■ **Exercise details**:
If a line of the data below holds the word "above", list it.

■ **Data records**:

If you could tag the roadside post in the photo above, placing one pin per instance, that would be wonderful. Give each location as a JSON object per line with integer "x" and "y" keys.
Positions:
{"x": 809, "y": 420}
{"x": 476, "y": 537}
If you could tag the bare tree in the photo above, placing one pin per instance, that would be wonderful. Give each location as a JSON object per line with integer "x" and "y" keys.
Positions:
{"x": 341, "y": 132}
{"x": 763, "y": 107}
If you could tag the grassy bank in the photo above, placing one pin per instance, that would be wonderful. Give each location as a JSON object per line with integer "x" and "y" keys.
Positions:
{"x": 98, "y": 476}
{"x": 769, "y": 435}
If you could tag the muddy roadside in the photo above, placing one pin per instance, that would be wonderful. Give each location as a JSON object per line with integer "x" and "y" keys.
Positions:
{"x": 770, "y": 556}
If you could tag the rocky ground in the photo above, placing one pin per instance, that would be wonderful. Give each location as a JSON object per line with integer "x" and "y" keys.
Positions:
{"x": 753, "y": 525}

■ **Your solution**:
If you could tag the roadside post in the photo above, placing one pin per instance, that would be wonderful. Give each location as a JSON object per line with integer "x" and "y" keys.
If you could tag the bare tree in the photo above, placing one pin per instance, that would be wonderful. Give each location as a JSON object per line with integer "x" and "y" keys.
If you could tag the grassy bank in the photo above, placing one pin per instance, that would be wonderful. Give each location as a JSON object per line with integer "x" and "y" keys.
If you could tag the muddy roadside in the photo above, placing one pin per instance, that would be wonderful. Give each location as a JSON object per line with integer "x" and "y" keys.
If you could tag the rocky ground in the photo above, placing one pin per instance, that would be wonderful. Give each location as a JSON object per line with integer "x" and "y" keys.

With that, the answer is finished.